TEXTO-BASE:

···

Expondo os "Bichos"
Expondo os “Bichos”
Acreditamos que um ponto forte da psicoterapia em grupo é termos a oportunidade de ouvir sobre neuroses, dificuldades, inibições e outros “bichos”, entendendo, assim, que outros estão em situação semelhante e que não estamos sozinhos.
Entendemos na vivência do rico processo da psicoterapia em grupo, que são diversas as formas do ser humano manifestar “seus bichos” e que a essência dessas manifestações é praticamente a mesma: “a impulsividade dos cavalos selvagens das paixões assustam a timidez e a insegurança do cocheiro da razão”.
Temos que interromper nossa prosa, para registrar uma historieta criada por aqueles que subestimam as terapias de apoio por meio da análise.
Contam que, certa vez, um rapaz do tipo “chocante”, cuja idade já o habilitava a trocar as fraldas de filhos, encontrou-se com uma amiga do tempo de colégio.
Papo vai, papo vem e os principais eventos da vida de cada um estavam sendo colocados em dia, até que o rapaz confidenciou à amiga: “estou fazendo análise, pois não são poucas as vezes em que acordo com a cama e com o pijama molhados de xixi. Isto incomoda-me tanto, que não consigo firmar-me num trabalho e fico cheio de inibições com as mulheres”.
A amiga lamentou, incentivou-o a dar a “volta por cima” e despediu-se.
Alguns anos depois os dois encontraram-se. O rapaz, cheio de entusiasmo, vai logo contando para a amiga: ”já casei e sou pai de uma bela menina”.
Demonstrando surpresa, a amiga felicita-o e imediatamente retruca: “quer dizer que aquele seu problema foi resolvido”?
Sim, respondeu e complementou: “não que tenha parado de fazer pipi na cama, só que agora não dou a menor importância...”
Quando um de nós se abre e comenta sobre um dos “seus bichos”, está permitindo que outros aproveitem de sua experiência.
É dentro desse espírito que vamos registrar um caso de inibição.
Viajávamos de ônibus para São Paulo, quando, depois de muita conversa, o companheiro de viagem cantarolou um samba num estilo quase bossa nova.

···

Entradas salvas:
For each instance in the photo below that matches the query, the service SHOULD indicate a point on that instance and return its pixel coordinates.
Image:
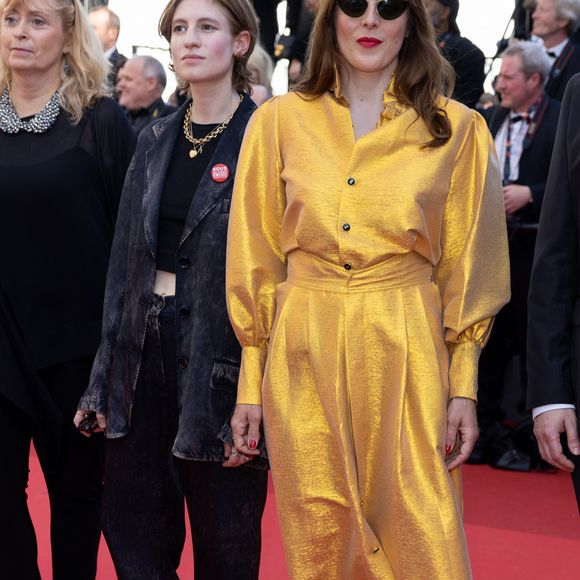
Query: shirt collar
(559, 48)
(392, 106)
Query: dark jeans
(74, 486)
(143, 505)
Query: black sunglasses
(387, 9)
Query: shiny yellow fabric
(355, 367)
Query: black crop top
(183, 177)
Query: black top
(141, 118)
(183, 177)
(59, 195)
(468, 62)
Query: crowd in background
(520, 116)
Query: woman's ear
(242, 43)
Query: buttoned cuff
(251, 374)
(553, 407)
(463, 369)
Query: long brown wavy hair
(421, 78)
(241, 17)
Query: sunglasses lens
(391, 9)
(353, 8)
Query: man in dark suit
(554, 304)
(140, 86)
(267, 15)
(107, 26)
(555, 22)
(467, 60)
(524, 129)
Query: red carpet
(520, 527)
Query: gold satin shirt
(362, 279)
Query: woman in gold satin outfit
(367, 257)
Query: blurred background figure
(297, 54)
(140, 84)
(267, 17)
(64, 151)
(107, 26)
(261, 70)
(467, 60)
(524, 130)
(556, 22)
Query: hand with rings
(233, 457)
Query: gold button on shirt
(354, 338)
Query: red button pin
(220, 172)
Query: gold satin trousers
(355, 394)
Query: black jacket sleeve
(553, 306)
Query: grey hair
(114, 20)
(533, 56)
(568, 10)
(153, 68)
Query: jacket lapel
(210, 192)
(157, 159)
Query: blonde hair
(242, 18)
(84, 68)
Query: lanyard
(508, 145)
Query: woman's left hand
(233, 457)
(462, 431)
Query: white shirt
(518, 133)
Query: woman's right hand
(83, 415)
(246, 429)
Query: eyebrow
(202, 19)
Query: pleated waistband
(398, 271)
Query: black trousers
(145, 486)
(74, 486)
(508, 338)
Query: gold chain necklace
(199, 143)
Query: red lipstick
(369, 42)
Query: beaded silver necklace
(10, 122)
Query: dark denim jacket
(205, 340)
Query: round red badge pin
(220, 172)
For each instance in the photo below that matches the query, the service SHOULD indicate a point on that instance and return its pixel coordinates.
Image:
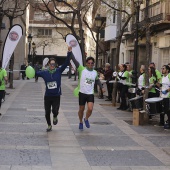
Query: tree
(74, 12)
(13, 9)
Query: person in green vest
(3, 82)
(158, 75)
(123, 80)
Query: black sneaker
(49, 128)
(55, 120)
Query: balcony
(159, 11)
(159, 15)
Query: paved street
(112, 142)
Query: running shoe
(55, 120)
(49, 128)
(87, 123)
(81, 126)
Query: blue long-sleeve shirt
(53, 79)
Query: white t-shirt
(86, 80)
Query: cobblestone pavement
(112, 142)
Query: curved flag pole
(76, 50)
(11, 41)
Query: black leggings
(53, 101)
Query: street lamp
(29, 47)
(1, 17)
(137, 4)
(98, 23)
(33, 54)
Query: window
(44, 32)
(41, 16)
(114, 16)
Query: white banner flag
(76, 50)
(12, 39)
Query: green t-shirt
(3, 74)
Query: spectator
(124, 78)
(108, 76)
(22, 70)
(37, 68)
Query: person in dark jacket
(108, 76)
(52, 78)
(37, 68)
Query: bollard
(138, 117)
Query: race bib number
(52, 85)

···

TAREFA PROPOSTA 1: Resuma em três frases o texto sobre a psicoterapia em grupo.
TAREFA PROPOSTA 2: Prossiga o texto sobre a psicoterapia em grupo a partir da última frase apresentada.

RESPOSTA 1: Segundo o texto, um ponto forte da psicoterapia em grupo é ouvir sobre as neuroses, inibições e outros "bichos" dos demais e perceber que não estamos sozinhos, pois as formas de manifestá-los variam, mas a essência é praticamente a mesma. Ele relata uma historieta, criada por quem subestima as terapias de apoio por meio da análise, sobre um rapaz que fazia análise por molhar a cama e que, anos depois, já casado e pai, contou que o problema continuava, mas ele não lhe dava mais importância. Por fim, afirma que quem se abre sobre seus "bichos" permite que outros aproveitem sua experiência e começa a registrar um caso de inibição ocorrido numa viagem de ônibus para São Paulo.

RESPOSTA 2:
Desabafou que seu canto era o resultado de sua luta vencedora sobre sua inibição de cantar.
Afirmou que aquela inibição tivera origem nos bancos escolares do ginásio.
Naqueles tempos existia a matéria ”Canto Orfeônico” e o “Coral do Colégio”.
Quem formava o coral era a professora de Canto Orfeônico. O processo de seleção era muito prático. Era pedido aos alunos que cantassem e a exclusão dos desafinados acontecia de forma rápida e rasteira.
A partir de sua exclusão, o companheiro de viagem passou a usar o crachá de “antimusical”, até assistir, há poucos anos atrás, em vídeo, um filme grego da década de 50, “Nunca aos Domingos”.
Neste filme, a personagem principal, a prostituta da ilha, em defesa de sua espontaneidade, argumenta: “os pássaros cantam, apesar de não conhecerem nenhuma nota musical”
As rimas de “Argumento de Desafinado” foram geradas pela narrativa do companheiro de viagem.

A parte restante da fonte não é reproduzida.